## PASSAGE PROVIDED:
-- Begin --
In autumn 2013 Chinese President Xi Jinping announced a new project—or geostrategic vision—now known as the BRI, which aroused consternation around the world. Soon after, the Chinese scientific and expert community revealed that this project was essentially about presenting China as a new global geostrategic player. Thus, returning to its previously held status as a great center of strength and ideas in the East.

The BRI was met with surprise and mixed feelings by the West. The most common response posited that a new heavy weight player had entered the world stage, which naturally aroused the greatest consternation from the USA—the current global hegemon. In the broader EU there are perceptions of new opportunities and possibilities arising from the BRI, however the details are still rather unknown. More often, and increasingly, the perception is that the Chinese vision has some serious faults and shortcomings.

The most serious of those is that the implementation of the BRI threatens the breakdown of the EU, which is amplified due to the lack of a coherent EU strategy towards the BRI and China. Another concern is the severe FDI asymmetry (€35b to €7.7b) present between China and Europe. Finally, Chinese investors have failed to engage in greenfield investments in Europe.

The BRI implementation has created a completely new dynamic in Sino-EU relations, requiring new consideration, reflection and a real strategy. The EU’s strategic alliance with the USA must also always be kept in mind during this process. For Central and Eastern Europe (CEE) countries, the vision of BRI is entangled with China’s 16+1 initiative, which was launched prior to BRI and was intended to enhance cooperation between these countries and the PRC.

Originally, the Chinese side in the 16+1 proposed a vision of “12 projects,” or steps, and allocated a sum of $10b for this purpose. However, few of these plans have been successfully implemented, due in part to cooperation problems between the EU and China.

Despite strategic changes to the focus of the initiative in 2016, the level of political cooperation still precedes the level of economic exchange. Nonetheless, the most notable achievements so far include annual summits and the establishment of the China-CEE Institute in Budapest.

The state of research available so far shows that the countries of the CEE region, like the countries of the whole EU, are quite divided about Chinese initiatives. The investment cooperation, which forms the center of Chinese proposals and interests, has not brought the expected results so far. Moreover, in the CEE region there is a disparity in investment, with the V4 countries playing a leading role—sharing over 62% of all Chinese investment.

As for the political aspects, the current 16+1 cooperation runs almost exclusively on bilateral agreements between each country and China, and does not improve regional cooperation. In this state of affairs, only Hungary and Serbia exhibit clear political will for cooperation with China.

For Poland, the BRI became the focus its foreign policy. Poland is located on the main land axis of the Silk Road from China to Western Europe, what is an inalienable asset in relations with China. It would be wise to use this asset properly, yet, so far, both have achieved little success in the economic sphere, unlike the comparative successes in their diplomatic relations.

Sino-Polish relations were relatively meager during the 1990s and 2000s and only began to improve around the turn of this decade. This growth peaked in June 2016, when the two nations raised the status of bilateral relations to a comprehensive strategic partnership.  Unfortunately, the agreements accompanying this status upgrade, and more since, either were not implemented or significantly slowed down. Relations were not as smooth as expected, with some landmark government decisions going against China.
-- End --
## RECORD LIST:
-- Begin --
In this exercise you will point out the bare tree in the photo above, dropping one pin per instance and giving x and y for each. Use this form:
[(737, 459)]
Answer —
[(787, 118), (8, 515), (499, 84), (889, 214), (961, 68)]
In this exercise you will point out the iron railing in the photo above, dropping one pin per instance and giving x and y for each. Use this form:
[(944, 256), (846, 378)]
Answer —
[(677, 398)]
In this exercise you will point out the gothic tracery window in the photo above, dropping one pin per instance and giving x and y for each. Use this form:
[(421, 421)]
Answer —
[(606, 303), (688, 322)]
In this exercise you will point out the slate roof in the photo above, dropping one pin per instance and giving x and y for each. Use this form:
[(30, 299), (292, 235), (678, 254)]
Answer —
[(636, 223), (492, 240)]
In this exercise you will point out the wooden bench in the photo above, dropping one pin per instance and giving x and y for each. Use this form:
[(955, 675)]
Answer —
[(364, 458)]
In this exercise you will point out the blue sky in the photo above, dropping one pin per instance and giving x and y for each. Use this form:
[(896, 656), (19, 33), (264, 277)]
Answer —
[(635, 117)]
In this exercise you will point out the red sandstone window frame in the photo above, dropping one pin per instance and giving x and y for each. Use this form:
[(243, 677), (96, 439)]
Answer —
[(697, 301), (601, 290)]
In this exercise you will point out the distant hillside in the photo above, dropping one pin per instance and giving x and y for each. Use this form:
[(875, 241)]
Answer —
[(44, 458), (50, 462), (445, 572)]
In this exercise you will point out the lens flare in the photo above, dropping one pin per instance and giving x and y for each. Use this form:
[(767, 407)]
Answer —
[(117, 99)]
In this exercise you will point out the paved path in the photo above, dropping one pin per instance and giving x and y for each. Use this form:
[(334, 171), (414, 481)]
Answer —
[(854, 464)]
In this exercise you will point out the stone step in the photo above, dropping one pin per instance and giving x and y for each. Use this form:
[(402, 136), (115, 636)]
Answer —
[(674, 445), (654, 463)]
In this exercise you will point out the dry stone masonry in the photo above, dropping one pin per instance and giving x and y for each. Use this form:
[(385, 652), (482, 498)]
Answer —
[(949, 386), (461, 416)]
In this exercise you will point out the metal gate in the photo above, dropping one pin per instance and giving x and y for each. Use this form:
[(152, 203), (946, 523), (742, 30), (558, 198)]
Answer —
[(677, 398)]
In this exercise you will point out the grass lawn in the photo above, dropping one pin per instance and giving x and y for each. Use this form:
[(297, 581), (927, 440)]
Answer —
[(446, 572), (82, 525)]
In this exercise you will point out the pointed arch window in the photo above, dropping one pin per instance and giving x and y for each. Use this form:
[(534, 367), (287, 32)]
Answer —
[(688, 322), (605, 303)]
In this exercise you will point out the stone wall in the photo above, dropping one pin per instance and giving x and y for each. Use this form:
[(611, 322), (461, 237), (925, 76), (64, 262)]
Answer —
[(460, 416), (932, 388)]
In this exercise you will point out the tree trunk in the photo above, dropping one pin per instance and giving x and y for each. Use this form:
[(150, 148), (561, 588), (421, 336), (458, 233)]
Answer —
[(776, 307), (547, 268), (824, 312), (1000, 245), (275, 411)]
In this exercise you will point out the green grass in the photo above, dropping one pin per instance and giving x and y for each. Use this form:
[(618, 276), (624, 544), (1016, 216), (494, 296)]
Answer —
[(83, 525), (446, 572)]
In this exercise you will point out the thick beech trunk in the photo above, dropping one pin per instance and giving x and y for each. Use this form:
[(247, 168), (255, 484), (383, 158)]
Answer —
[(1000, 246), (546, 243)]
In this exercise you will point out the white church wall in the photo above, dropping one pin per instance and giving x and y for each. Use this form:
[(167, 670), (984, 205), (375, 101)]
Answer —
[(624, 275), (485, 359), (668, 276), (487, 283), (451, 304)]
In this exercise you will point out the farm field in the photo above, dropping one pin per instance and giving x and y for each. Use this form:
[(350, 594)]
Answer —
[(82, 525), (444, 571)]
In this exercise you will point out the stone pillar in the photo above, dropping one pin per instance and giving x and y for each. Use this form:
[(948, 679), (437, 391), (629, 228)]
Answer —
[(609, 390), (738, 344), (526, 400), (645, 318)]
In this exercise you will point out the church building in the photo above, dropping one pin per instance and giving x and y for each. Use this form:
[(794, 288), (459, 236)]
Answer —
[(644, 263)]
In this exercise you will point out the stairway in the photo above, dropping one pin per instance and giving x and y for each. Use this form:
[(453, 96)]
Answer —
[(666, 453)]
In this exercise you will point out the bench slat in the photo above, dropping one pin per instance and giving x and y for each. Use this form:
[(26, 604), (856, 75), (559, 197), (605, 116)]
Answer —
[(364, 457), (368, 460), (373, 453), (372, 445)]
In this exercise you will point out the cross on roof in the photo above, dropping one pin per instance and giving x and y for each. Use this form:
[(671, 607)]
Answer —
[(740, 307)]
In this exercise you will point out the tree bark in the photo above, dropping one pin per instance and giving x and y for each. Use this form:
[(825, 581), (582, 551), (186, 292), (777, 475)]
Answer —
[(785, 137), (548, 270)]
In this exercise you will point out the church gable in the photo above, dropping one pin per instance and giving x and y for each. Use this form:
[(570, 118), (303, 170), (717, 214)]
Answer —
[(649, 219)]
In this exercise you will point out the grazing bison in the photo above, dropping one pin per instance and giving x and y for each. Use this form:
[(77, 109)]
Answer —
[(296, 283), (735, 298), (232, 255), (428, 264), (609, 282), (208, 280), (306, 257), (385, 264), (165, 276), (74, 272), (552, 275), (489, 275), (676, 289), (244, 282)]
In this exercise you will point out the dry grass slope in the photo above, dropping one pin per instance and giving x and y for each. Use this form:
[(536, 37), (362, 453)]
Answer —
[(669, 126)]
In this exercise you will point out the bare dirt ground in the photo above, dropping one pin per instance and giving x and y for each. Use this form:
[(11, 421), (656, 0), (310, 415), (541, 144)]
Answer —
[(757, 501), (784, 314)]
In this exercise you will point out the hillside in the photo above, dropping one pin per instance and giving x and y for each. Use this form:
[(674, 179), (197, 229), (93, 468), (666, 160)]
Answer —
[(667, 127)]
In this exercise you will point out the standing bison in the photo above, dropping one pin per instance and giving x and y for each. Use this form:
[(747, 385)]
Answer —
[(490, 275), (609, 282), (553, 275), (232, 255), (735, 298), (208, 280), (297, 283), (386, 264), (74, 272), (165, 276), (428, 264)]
-- End --
-- Begin --
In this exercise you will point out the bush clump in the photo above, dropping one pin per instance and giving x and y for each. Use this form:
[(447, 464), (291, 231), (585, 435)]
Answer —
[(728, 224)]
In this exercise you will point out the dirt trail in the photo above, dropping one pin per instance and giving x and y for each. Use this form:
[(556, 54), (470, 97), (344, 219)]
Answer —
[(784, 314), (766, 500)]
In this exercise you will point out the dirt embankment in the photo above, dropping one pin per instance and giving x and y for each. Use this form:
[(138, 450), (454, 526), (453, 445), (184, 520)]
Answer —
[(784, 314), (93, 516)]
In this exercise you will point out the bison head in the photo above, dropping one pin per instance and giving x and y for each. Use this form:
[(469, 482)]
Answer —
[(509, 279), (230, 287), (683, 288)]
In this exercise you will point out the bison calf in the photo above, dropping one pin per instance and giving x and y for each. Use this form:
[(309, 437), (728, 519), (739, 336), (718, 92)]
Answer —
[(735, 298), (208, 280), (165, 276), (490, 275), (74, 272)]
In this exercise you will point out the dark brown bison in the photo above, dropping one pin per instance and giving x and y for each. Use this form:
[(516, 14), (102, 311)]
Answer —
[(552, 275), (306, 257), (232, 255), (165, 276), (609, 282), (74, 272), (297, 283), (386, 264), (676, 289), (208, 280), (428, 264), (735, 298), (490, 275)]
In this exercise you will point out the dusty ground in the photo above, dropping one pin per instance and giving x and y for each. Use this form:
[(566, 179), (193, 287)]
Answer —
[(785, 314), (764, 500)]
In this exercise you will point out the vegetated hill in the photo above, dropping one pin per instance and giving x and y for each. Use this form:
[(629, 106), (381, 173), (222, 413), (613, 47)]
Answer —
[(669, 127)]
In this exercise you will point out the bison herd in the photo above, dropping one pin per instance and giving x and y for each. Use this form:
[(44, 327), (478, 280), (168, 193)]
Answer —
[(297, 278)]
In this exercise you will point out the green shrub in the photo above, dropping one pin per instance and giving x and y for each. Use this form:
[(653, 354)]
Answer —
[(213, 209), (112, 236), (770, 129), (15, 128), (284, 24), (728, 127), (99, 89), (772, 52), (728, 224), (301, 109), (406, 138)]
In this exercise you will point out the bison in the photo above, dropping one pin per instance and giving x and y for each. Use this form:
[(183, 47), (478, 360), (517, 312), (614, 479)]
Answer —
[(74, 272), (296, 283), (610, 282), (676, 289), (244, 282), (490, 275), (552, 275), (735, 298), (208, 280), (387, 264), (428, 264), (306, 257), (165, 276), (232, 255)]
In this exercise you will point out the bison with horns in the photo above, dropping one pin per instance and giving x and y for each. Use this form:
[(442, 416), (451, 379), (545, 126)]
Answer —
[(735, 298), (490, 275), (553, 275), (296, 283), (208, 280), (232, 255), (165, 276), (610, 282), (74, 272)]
-- End --
## WHAT TO DO:
a - List the shortcomings of the Chinese vision that the passage on the BRI reports from the European perspective.
b - Carry on the passage on the BRI, starting right after its last sentence.
None of the data above is needed.

## RESULTS FOR EACH TASK:
a -
- Implementing the BRI threatens a breakdown of the EU, made worse by the lack of a coherent EU strategy toward the BRI and China.
- There is a severe FDI asymmetry between China and Europe (€35b to €7.7b).
- Chinese investors have failed to engage in greenfield investments in Europe.

b -
Instead, China began to conduct agreements in Poland at the local level, dealing mostly with self-government authorities. Poland now plays a pioneering regional role in improving trade relations through the railway sector. It is estimated that by the end of 2017, approximately 25 percent of all goods arriving by rail to the EU came through Poland. Rail traffic between China and the EU has increased a hundredfold over the past decade.

Despite various negative perceptions, the BRI still offers many potential benefits to the CEE region. Aside from the development of rail infrastructure, the energy sector has received some Chinese tenders. There are contracts for powerplants in Romania (€7b), the Czech Republic (€15b) and Bulgaria.  

The BRI and 16+1 combined mean that Poland’s unique location is an incredible asset. Therefore, it not only can, but should engage with China. The degree of this commitment should be constantly measured, though, due to China’s power asymmetry.

On the negative side, the relational asymmetry that all CEE countries face with China is a fundamental problem. In economics, this is exemplified by widespread trade deficits. In 2016, Chinese exports to CEE totaled $65.17b while CEE exports to china were just $9.72b.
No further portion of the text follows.